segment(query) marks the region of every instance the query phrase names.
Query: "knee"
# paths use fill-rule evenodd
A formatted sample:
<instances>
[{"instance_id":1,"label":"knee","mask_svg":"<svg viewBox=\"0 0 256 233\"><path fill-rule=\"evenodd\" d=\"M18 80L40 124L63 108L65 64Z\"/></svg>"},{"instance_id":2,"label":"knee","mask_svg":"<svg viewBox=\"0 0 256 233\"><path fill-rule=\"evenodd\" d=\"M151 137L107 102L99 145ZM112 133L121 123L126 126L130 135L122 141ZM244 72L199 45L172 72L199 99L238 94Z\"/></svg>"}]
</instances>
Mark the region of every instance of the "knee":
-----
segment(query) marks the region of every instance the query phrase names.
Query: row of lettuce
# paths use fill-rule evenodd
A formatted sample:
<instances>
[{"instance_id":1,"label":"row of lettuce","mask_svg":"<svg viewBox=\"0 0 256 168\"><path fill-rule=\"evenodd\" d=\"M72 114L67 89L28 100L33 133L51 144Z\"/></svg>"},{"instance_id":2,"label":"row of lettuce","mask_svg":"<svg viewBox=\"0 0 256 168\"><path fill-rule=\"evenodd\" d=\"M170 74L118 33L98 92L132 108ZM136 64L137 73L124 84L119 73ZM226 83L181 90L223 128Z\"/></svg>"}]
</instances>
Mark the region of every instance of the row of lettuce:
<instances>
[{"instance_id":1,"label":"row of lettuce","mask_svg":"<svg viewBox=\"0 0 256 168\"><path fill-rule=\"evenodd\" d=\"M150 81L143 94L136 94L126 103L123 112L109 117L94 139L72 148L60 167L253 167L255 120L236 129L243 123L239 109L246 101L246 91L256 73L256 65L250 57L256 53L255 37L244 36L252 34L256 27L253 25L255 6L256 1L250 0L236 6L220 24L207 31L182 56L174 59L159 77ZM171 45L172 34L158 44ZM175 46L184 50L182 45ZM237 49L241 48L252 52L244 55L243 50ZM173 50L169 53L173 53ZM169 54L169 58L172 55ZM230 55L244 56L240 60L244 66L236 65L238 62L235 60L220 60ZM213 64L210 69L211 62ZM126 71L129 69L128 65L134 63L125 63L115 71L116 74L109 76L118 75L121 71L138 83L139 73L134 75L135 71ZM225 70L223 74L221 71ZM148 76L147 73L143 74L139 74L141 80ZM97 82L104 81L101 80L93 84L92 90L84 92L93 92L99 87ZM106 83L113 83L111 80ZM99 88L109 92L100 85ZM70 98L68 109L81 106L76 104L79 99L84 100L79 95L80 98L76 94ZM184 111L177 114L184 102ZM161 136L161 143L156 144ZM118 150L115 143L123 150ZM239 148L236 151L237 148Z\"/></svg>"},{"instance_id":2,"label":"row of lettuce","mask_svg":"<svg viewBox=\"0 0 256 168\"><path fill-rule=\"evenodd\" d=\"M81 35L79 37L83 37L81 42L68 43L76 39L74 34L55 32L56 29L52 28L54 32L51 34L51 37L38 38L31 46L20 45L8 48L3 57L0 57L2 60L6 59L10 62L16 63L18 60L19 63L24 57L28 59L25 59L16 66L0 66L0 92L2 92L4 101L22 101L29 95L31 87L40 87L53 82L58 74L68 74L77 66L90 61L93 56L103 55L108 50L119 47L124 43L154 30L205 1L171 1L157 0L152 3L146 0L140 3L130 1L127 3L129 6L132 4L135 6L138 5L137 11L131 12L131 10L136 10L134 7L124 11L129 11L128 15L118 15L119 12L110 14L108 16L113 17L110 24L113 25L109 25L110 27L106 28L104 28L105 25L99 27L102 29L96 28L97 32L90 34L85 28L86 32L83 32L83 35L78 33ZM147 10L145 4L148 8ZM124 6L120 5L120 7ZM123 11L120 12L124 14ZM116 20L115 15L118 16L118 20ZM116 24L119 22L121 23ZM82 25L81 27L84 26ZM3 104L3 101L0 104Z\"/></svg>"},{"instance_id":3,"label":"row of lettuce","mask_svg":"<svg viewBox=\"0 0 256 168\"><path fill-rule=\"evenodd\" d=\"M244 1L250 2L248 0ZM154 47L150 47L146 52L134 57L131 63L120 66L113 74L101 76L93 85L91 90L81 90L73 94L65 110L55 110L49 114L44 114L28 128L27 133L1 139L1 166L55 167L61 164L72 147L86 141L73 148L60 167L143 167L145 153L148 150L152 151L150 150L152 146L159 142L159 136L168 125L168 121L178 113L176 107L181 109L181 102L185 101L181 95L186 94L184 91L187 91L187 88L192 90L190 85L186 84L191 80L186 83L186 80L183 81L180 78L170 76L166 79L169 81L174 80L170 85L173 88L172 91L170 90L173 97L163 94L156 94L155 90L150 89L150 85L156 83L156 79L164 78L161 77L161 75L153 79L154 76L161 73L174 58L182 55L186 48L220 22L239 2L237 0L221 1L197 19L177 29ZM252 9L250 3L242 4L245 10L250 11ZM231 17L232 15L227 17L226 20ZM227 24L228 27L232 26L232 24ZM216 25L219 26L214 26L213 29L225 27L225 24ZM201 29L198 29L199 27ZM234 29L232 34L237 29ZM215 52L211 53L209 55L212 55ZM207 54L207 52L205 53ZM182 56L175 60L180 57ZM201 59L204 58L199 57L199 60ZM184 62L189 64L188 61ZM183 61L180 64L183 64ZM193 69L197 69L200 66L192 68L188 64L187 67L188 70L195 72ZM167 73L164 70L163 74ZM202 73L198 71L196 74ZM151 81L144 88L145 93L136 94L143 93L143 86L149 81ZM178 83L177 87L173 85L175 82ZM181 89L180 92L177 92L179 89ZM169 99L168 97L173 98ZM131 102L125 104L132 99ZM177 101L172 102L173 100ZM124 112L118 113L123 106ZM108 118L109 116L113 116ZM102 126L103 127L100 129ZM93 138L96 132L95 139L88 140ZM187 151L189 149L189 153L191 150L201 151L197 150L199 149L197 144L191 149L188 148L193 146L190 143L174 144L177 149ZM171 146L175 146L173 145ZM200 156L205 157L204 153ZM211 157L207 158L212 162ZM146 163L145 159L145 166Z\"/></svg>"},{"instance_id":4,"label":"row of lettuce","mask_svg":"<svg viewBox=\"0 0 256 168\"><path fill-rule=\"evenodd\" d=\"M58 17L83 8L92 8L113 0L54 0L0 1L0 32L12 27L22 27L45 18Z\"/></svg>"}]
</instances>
-----
> **Written request**
Pull out each line from the items above that contains the string "every", and list those lines.

> **Task result**
segment(query) marks the region of every instance the query phrase names.
Mark the region of every instance of the "knee":
segment(query) marks the region of every instance the query phrase names.
Mark the region of every instance of the row of lettuce:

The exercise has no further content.